Objetivo 1> Filtre a listagem abaixo e copie cada linha em que aparece a palavra "pillar".

Um tempo antes, García tentou pedir asilo no Uruguai, alegando ser vítima de uma perseguição injusta. Mas o Governo uruguaio negou o pedido por considerar – com toda justiça – que no Peru atual o Poder Judiciário é independente do Governo e que ninguém é assediado por suas ideias e convicções políticas.
Durante seu segundo Governo, eu o vi diversas vezes. A primeira foi quando o fujimorismo quis impedir a abertura do Lugar da Memória, que mostraria os seus vários crimes políticos cometidos sob o pretexto da luta antiterrorista. A seu pedido, aceitei presidir a comissão que implementou esse projeto, que hoje – felizmente – é uma realidade. Quando ganhei o Nobel de Literatura, ele telefonou para me parabenizar e me ofereceu um jantar no Palácio do Governo, no qual tentou me incentivar a ser candidato à Presidência. "Achei que tínhamos feito amizade", brinquei. Acredito que o vi pela última vez numa peça em que eu atuava, As Mil e Uma Noites.
Mas acompanhei bem de perto toda a sua trajetória política e o protagonismo que ele teve nos últimos 30 anos da vida pública do Peru. Era mais inteligente que a média dos que em meu país se dedicam a fazer política, com muitas leituras, e um orador fora do comum. Uma vez o ouvi dizer que era lamentável que a Academia de Letras só incorporasse escritores, fechando a porta aos "oradores", que segundo ele não eram menos originais e criadores do que os primeiros (imagino que o dizia seriamente).

Trecho dos dados>

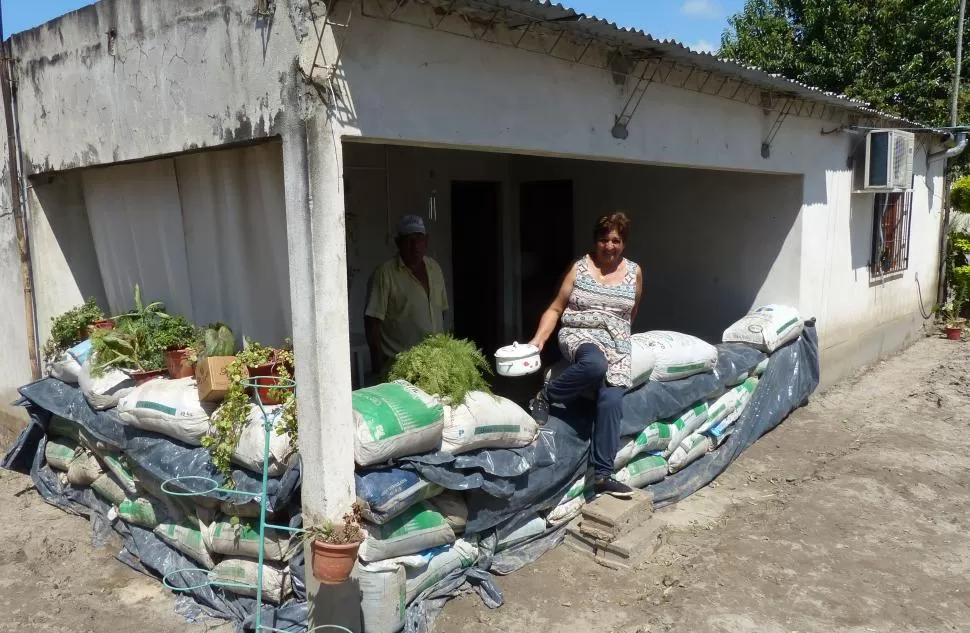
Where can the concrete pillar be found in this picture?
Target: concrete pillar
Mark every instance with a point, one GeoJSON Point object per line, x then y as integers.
{"type": "Point", "coordinates": [312, 163]}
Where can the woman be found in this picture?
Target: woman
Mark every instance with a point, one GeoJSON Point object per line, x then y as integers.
{"type": "Point", "coordinates": [597, 303]}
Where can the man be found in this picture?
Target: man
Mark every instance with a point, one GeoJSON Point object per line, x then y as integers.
{"type": "Point", "coordinates": [407, 297]}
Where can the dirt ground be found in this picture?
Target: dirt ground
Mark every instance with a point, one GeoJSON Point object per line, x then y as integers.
{"type": "Point", "coordinates": [851, 516]}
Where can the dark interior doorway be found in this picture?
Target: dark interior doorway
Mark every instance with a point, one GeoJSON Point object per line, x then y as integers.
{"type": "Point", "coordinates": [546, 242]}
{"type": "Point", "coordinates": [476, 259]}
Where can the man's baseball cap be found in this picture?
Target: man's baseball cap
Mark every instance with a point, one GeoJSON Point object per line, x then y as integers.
{"type": "Point", "coordinates": [409, 225]}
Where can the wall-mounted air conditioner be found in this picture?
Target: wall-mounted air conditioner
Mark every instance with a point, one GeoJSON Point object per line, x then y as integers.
{"type": "Point", "coordinates": [887, 161]}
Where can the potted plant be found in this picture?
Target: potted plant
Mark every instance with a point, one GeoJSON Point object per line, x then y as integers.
{"type": "Point", "coordinates": [176, 336]}
{"type": "Point", "coordinates": [333, 548]}
{"type": "Point", "coordinates": [272, 369]}
{"type": "Point", "coordinates": [70, 328]}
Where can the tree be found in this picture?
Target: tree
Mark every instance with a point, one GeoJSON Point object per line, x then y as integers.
{"type": "Point", "coordinates": [897, 55]}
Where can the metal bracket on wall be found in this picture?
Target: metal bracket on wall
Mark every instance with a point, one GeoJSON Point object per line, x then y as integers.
{"type": "Point", "coordinates": [650, 66]}
{"type": "Point", "coordinates": [786, 109]}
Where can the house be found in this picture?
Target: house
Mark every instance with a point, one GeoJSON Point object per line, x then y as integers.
{"type": "Point", "coordinates": [246, 160]}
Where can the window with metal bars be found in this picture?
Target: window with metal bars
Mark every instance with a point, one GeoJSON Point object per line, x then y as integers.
{"type": "Point", "coordinates": [890, 233]}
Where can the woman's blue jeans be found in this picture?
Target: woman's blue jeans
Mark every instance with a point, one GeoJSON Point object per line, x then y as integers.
{"type": "Point", "coordinates": [588, 371]}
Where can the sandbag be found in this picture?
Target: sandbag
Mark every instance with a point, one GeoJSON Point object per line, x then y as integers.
{"type": "Point", "coordinates": [65, 368]}
{"type": "Point", "coordinates": [684, 425]}
{"type": "Point", "coordinates": [654, 438]}
{"type": "Point", "coordinates": [84, 470]}
{"type": "Point", "coordinates": [124, 477]}
{"type": "Point", "coordinates": [767, 328]}
{"type": "Point", "coordinates": [677, 355]}
{"type": "Point", "coordinates": [642, 361]}
{"type": "Point", "coordinates": [60, 452]}
{"type": "Point", "coordinates": [169, 407]}
{"type": "Point", "coordinates": [486, 421]}
{"type": "Point", "coordinates": [727, 409]}
{"type": "Point", "coordinates": [144, 512]}
{"type": "Point", "coordinates": [105, 391]}
{"type": "Point", "coordinates": [252, 441]}
{"type": "Point", "coordinates": [643, 471]}
{"type": "Point", "coordinates": [384, 494]}
{"type": "Point", "coordinates": [189, 537]}
{"type": "Point", "coordinates": [451, 505]}
{"type": "Point", "coordinates": [276, 580]}
{"type": "Point", "coordinates": [418, 528]}
{"type": "Point", "coordinates": [523, 531]}
{"type": "Point", "coordinates": [106, 486]}
{"type": "Point", "coordinates": [689, 450]}
{"type": "Point", "coordinates": [388, 586]}
{"type": "Point", "coordinates": [394, 420]}
{"type": "Point", "coordinates": [242, 540]}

Objetivo 2> Reproduza, do texto fornecido acima, a parte que começa com as palavras "Mas acompanhei bem" e termina com "o dizia seriamente).".

Resposta correta 1>
Where can the concrete pillar be found in this picture?
Target: concrete pillar

Resposta correta 2>
Mas acompanhei bem de perto toda a sua trajetória política e o protagonismo que ele teve nos últimos 30 anos da vida pública do Peru. Era mais inteligente que a média dos que em meu país se dedicam a fazer política, com muitas leituras, e um orador fora do comum. Uma vez o ouvi dizer que era lamentável que a Academia de Letras só incorporasse escritores, fechando a porta aos "oradores", que segundo ele não eram menos originais e criadores do que os primeiros (imagino que o dizia seriamente).